• What this task involves
Reproduce the entries below exactly, but only from the line containing "Target: green grass lawn" to the line containing "Target: white lighthouse tower", inclusive.

• Exercise data
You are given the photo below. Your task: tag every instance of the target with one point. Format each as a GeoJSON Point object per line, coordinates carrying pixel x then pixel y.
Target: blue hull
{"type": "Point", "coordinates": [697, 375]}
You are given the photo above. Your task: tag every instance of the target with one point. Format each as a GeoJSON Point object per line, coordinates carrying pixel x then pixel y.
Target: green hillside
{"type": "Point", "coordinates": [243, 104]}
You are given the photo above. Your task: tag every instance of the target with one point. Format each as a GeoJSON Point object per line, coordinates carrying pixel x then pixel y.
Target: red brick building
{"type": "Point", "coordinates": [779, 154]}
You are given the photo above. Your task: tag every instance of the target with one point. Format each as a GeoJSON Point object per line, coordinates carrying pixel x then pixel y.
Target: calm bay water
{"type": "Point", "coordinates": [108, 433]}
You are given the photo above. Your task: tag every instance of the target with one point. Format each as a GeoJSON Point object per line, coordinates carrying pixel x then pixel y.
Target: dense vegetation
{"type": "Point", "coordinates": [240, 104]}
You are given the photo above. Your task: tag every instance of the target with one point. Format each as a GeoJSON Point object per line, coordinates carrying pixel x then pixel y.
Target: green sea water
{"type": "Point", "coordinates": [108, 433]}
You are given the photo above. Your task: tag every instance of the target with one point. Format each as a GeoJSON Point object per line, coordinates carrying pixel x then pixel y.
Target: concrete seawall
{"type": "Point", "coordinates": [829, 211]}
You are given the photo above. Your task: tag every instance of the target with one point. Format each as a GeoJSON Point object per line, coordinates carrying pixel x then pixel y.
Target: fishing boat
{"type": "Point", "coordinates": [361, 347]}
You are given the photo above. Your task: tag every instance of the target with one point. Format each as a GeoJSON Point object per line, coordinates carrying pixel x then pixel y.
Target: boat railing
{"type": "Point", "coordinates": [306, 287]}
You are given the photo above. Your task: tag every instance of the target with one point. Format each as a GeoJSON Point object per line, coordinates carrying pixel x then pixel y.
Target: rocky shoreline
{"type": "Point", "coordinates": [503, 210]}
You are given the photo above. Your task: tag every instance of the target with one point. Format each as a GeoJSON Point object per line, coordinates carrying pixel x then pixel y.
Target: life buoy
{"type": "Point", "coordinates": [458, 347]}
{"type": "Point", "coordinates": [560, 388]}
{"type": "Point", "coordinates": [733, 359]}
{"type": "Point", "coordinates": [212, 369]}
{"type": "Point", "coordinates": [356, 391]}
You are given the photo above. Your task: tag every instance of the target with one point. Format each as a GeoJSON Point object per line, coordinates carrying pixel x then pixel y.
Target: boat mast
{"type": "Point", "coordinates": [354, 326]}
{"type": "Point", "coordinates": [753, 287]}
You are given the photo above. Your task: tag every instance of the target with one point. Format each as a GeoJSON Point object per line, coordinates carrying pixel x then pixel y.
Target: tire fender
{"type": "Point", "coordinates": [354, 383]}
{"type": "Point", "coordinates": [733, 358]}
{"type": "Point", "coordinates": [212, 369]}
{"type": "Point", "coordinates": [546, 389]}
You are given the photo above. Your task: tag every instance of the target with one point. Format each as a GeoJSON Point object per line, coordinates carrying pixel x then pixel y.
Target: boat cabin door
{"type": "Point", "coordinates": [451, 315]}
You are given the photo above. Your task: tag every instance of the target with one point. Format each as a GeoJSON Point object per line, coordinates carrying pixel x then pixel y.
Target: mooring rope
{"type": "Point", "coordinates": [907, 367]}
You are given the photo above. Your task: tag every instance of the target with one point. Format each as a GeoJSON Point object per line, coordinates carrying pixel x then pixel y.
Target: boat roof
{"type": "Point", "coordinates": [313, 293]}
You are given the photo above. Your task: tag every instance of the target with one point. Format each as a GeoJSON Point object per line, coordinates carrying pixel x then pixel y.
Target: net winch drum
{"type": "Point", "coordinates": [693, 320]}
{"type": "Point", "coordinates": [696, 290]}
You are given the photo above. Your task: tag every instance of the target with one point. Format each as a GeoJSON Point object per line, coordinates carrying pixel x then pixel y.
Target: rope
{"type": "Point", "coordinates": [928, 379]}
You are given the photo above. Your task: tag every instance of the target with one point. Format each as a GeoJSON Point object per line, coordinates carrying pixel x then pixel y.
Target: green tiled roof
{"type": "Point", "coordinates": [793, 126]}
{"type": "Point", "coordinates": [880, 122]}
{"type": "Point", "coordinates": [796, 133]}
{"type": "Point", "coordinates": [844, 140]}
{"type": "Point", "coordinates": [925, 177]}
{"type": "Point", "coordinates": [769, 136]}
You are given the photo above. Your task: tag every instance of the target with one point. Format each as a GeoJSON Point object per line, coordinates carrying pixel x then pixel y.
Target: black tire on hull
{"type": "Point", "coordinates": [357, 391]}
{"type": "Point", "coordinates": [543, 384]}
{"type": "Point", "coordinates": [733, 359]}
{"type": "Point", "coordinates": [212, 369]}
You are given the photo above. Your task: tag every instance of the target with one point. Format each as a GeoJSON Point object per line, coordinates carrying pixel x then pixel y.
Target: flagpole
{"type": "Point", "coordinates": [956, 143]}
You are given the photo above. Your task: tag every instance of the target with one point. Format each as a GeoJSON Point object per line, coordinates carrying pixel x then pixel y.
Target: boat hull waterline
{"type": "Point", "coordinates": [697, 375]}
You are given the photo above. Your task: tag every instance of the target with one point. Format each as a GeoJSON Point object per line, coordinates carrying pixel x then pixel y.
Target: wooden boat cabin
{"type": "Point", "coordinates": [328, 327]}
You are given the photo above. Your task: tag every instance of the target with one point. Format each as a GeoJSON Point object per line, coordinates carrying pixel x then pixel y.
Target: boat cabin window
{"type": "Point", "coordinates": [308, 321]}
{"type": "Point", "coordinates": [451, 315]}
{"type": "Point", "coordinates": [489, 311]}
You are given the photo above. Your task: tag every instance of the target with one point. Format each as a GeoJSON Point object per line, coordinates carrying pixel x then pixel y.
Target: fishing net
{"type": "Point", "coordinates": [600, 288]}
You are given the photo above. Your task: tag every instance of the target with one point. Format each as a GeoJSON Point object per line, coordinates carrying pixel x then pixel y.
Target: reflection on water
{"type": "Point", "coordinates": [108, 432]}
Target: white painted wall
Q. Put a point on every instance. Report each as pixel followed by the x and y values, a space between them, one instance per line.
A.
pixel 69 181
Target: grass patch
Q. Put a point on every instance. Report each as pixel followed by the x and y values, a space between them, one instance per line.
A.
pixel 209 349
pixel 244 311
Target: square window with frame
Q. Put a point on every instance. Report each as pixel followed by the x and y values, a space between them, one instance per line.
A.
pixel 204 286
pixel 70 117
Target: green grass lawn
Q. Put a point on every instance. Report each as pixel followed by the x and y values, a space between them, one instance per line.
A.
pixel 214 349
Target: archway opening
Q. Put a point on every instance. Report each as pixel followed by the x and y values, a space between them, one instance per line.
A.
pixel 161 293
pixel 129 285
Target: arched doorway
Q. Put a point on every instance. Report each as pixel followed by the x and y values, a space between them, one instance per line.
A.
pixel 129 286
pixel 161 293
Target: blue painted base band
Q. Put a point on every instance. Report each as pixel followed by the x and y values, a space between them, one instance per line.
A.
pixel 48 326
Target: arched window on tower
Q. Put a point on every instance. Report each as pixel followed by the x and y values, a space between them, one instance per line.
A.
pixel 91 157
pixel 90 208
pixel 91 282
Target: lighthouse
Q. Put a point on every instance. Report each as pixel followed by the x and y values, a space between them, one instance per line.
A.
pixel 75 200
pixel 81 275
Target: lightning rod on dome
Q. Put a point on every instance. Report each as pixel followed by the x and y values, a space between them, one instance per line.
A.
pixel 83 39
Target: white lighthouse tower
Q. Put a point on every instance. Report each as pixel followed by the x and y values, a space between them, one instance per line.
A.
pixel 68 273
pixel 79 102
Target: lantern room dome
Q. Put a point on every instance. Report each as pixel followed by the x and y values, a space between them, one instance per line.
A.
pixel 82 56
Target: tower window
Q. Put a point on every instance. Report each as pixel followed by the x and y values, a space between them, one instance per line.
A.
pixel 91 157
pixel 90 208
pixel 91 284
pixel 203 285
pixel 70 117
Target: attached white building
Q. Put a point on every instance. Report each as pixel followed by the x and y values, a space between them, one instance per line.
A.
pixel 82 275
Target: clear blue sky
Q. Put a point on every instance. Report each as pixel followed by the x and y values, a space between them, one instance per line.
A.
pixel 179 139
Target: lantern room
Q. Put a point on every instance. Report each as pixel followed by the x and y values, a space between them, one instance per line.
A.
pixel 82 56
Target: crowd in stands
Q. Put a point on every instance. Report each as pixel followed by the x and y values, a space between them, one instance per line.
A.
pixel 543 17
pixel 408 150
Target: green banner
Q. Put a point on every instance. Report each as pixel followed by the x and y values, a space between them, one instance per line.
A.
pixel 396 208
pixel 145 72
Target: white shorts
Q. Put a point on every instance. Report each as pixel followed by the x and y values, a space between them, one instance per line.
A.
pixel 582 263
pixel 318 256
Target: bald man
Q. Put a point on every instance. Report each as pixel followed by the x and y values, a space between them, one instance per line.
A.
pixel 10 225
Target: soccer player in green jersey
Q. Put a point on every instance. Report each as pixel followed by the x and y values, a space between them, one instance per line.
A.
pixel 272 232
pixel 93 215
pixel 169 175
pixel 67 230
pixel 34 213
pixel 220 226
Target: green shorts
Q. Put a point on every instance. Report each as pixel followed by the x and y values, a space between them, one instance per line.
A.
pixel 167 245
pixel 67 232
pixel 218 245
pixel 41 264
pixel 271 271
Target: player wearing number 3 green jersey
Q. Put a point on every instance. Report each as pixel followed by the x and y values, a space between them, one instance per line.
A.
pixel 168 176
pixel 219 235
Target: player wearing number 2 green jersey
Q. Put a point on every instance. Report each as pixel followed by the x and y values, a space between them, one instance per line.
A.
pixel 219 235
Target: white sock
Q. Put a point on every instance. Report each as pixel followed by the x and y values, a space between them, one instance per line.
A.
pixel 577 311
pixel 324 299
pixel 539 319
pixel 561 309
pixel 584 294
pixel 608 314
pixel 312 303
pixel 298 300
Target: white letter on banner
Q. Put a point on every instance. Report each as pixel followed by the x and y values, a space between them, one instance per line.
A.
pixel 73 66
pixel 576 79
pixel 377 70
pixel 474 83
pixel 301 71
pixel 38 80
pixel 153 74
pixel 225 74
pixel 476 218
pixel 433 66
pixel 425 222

• Answer for the task
Target: green grass lawn
Q. Put a point on every instance. Report each as pixel followed by the x and y values, a space between them, one instance per line.
A.
pixel 214 349
Target: archway opening
Q. Put a point on every instance. Report each as pixel followed by the x and y values, a space between them, one instance per line.
A.
pixel 161 293
pixel 129 285
Target: arched doorway
Q. Put a point on every instance. Report each as pixel followed by the x and y values, a space between them, one instance per line.
A.
pixel 129 286
pixel 161 293
Target: blue painted base band
Q. Put a point on every instance. Report each as pixel followed by the x and y values, a space between them, one instance per line.
A.
pixel 48 326
Target: arched window on tower
Q. Put a point on every instance. Report each as pixel followed by the x and y values, a space between them, one instance per line.
A.
pixel 91 157
pixel 90 208
pixel 91 282
Target: lighthouse
Q. Put a point on every instance. Report each as pixel followed by the x and y values, a space between them, one instance per line.
A.
pixel 75 200
pixel 81 275
Target: lightning rod on dome
Q. Put a point on every instance. Report each as pixel followed by the x and y values, a space between them, one instance per line.
A.
pixel 83 39
Target: white lighthouse tower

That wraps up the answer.